**Task statement**. The records below must be reproduced in full and without error.

Input data START

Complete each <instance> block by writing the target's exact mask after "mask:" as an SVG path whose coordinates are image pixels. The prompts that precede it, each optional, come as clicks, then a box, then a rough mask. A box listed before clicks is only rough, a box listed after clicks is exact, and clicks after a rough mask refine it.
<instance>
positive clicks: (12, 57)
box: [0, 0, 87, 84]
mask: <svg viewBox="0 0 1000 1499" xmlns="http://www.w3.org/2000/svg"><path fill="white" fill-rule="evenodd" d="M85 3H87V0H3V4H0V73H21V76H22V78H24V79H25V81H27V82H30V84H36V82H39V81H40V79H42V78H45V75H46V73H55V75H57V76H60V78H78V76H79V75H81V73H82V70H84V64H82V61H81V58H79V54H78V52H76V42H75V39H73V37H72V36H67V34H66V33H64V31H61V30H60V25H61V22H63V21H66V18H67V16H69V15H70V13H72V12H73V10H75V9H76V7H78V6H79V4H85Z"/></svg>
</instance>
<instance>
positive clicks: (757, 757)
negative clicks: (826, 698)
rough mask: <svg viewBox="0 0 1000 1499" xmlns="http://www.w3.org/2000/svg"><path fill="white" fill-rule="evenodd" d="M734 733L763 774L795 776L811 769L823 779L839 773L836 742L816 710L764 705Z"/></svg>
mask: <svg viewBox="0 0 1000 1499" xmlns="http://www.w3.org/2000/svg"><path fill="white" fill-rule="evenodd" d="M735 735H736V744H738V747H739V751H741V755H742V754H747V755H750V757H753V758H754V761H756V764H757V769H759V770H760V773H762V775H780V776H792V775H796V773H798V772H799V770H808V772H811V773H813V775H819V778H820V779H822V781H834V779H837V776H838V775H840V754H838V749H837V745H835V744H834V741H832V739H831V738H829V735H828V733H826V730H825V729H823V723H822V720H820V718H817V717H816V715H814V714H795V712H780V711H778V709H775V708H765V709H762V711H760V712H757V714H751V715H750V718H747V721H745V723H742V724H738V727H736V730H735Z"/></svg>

Input data END

**Answer to the exercise**.
Complete each <instance> block by writing the target's exact mask after "mask:" as an SVG path whose coordinates are image pixels. The prompts that precede it, each optional, come as clicks, then a box, then a rough mask. A box listed before clicks is only rough, a box listed after clicks is exact, and clicks after a rough mask refine it.
<instance>
positive clicks: (12, 57)
box: [0, 0, 87, 84]
mask: <svg viewBox="0 0 1000 1499" xmlns="http://www.w3.org/2000/svg"><path fill="white" fill-rule="evenodd" d="M85 3H87V0H3V4H0V73H21V76H22V78H24V79H25V81H27V82H30V84H36V82H39V81H40V79H42V78H45V75H46V73H55V75H57V76H60V78H78V76H79V75H81V73H82V70H84V64H82V61H81V58H79V54H78V52H76V42H75V39H73V37H72V36H67V34H66V33H64V31H61V30H60V25H61V22H63V21H66V18H67V16H69V15H70V13H72V12H73V10H75V9H76V7H78V6H79V4H85Z"/></svg>
</instance>
<instance>
positive clicks: (757, 757)
negative clicks: (826, 698)
rough mask: <svg viewBox="0 0 1000 1499" xmlns="http://www.w3.org/2000/svg"><path fill="white" fill-rule="evenodd" d="M734 733L763 774L795 776L811 769L823 779L839 773L836 742L816 710L764 705Z"/></svg>
mask: <svg viewBox="0 0 1000 1499" xmlns="http://www.w3.org/2000/svg"><path fill="white" fill-rule="evenodd" d="M735 735H736V744H738V747H739V751H741V755H742V754H747V755H750V757H753V758H754V761H756V764H757V769H759V770H760V773H762V775H780V776H792V775H796V773H798V772H799V770H808V772H811V773H813V775H819V778H820V779H822V781H834V779H837V776H838V775H840V754H838V749H837V745H835V744H834V741H832V739H831V738H829V735H828V733H826V730H825V729H823V723H822V720H820V718H817V717H816V715H814V714H795V712H780V711H778V709H775V708H765V709H762V711H760V712H757V714H751V715H750V718H747V721H745V723H742V724H738V727H736V730H735Z"/></svg>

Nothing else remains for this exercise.